_To be done:_ Arrange the lines between the one holding "Pick out one point on every instance of the bird" and the one holding "[(762, 459), (757, 454)]", inclusive, as a Markdown table with the columns Row and Line, skipping blank lines. Leave the pictures out of the table.
[Recorded information start]
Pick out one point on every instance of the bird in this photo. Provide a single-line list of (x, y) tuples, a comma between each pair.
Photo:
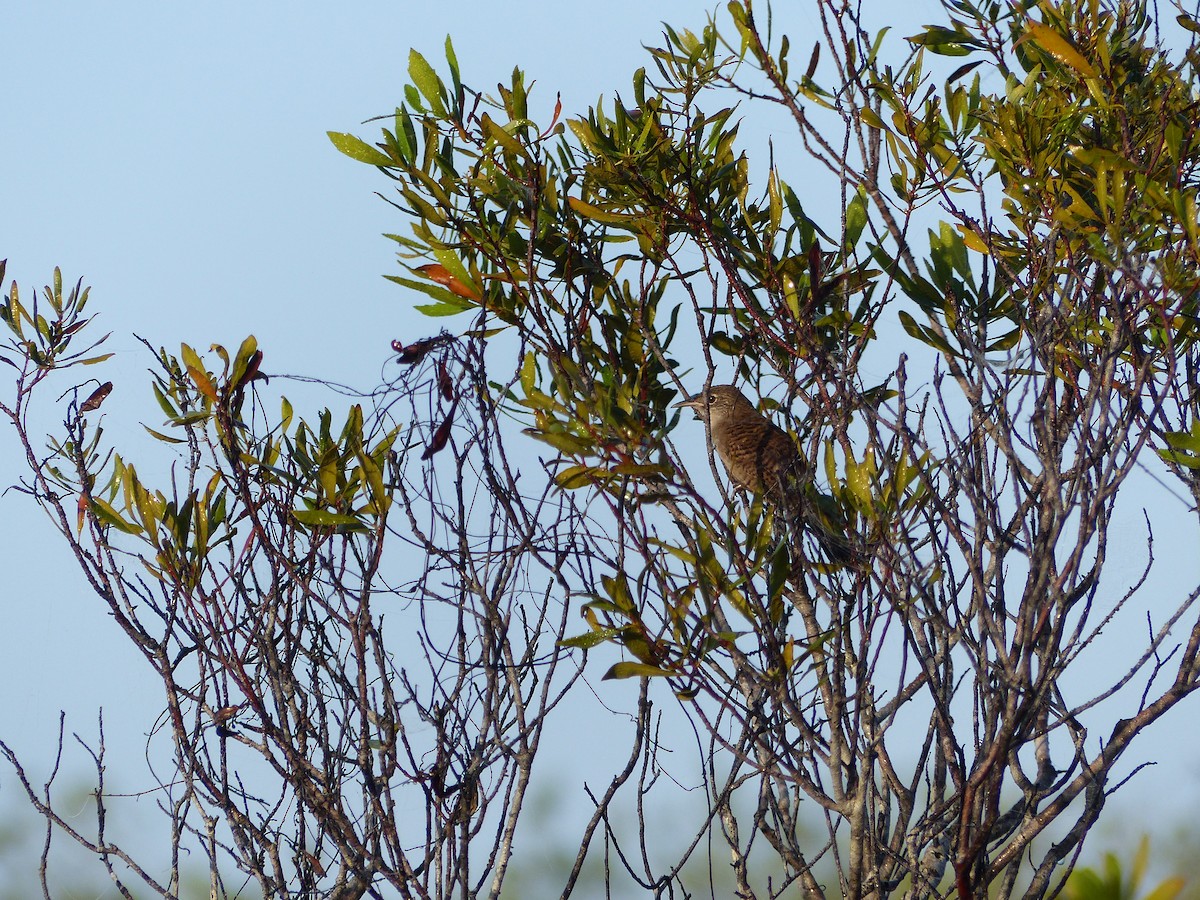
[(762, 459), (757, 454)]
[Recorded information end]
[Recorded information start]
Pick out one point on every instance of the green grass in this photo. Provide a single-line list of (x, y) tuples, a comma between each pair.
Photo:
[Recorded information end]
_Result below:_
| Row | Line |
|---|---|
| 1 | Pick out one point on every instance of the bird in this photo. Provide a single-line list of (x, y) tuples, a comma between each pair. |
| 2 | Photo: |
| 3 | [(762, 459), (757, 454)] |